▶
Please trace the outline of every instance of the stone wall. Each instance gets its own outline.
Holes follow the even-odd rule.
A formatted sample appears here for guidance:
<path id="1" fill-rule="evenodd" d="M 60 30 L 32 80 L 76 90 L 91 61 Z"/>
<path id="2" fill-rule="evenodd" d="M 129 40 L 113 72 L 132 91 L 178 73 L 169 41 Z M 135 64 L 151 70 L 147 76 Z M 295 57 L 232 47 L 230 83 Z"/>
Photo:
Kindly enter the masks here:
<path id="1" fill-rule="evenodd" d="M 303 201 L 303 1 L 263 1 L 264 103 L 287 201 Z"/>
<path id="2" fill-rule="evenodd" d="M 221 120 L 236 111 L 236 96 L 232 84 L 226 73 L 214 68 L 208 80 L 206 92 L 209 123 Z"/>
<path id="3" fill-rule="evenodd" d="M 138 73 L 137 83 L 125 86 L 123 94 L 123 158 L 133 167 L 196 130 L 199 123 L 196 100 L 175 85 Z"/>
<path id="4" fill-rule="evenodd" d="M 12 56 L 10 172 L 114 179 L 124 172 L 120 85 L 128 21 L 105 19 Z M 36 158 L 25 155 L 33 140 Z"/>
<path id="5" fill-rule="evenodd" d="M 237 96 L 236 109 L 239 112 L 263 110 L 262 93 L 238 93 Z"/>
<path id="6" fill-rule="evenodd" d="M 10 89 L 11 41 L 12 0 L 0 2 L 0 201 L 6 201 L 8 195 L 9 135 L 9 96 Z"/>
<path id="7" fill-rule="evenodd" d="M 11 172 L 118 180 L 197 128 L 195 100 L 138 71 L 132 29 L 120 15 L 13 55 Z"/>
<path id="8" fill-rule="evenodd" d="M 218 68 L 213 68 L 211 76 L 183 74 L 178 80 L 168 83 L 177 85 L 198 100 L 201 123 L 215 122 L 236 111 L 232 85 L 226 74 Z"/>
◀
▶ [EXERCISE TASK]: Repeat the listing above word for word, with every line left unchanged.

▶ [RESULT BELOW]:
Please trace the outline of every instance of the stone wall. Each instance gets its own outline.
Holes follow the even-odd rule.
A formatted sample appears here for guidance:
<path id="1" fill-rule="evenodd" d="M 60 30 L 32 80 L 76 90 L 91 61 Z"/>
<path id="2" fill-rule="evenodd" d="M 129 40 L 113 72 L 132 91 L 178 73 L 169 41 Z M 135 64 L 151 70 L 147 76 Z M 295 57 L 232 47 L 230 83 Z"/>
Photo:
Kindly enter the masks here:
<path id="1" fill-rule="evenodd" d="M 303 201 L 303 1 L 263 1 L 264 103 L 287 201 Z"/>
<path id="2" fill-rule="evenodd" d="M 221 120 L 236 111 L 236 96 L 232 84 L 226 73 L 214 68 L 208 80 L 206 92 L 209 123 Z"/>
<path id="3" fill-rule="evenodd" d="M 138 73 L 137 83 L 125 86 L 123 94 L 123 158 L 133 167 L 196 130 L 199 123 L 196 100 L 175 85 Z"/>
<path id="4" fill-rule="evenodd" d="M 12 56 L 10 172 L 114 179 L 124 172 L 120 85 L 128 21 L 105 19 Z M 36 158 L 25 155 L 33 140 Z"/>
<path id="5" fill-rule="evenodd" d="M 237 96 L 236 109 L 239 112 L 263 110 L 262 93 L 238 93 Z"/>
<path id="6" fill-rule="evenodd" d="M 10 89 L 11 41 L 12 0 L 0 2 L 0 201 L 6 201 L 8 195 L 9 135 L 9 96 Z"/>
<path id="7" fill-rule="evenodd" d="M 11 172 L 118 180 L 197 128 L 195 100 L 138 71 L 132 29 L 120 15 L 13 55 Z"/>
<path id="8" fill-rule="evenodd" d="M 218 68 L 213 68 L 211 76 L 183 74 L 178 80 L 168 83 L 177 85 L 198 100 L 201 123 L 215 122 L 236 111 L 232 85 L 226 74 Z"/>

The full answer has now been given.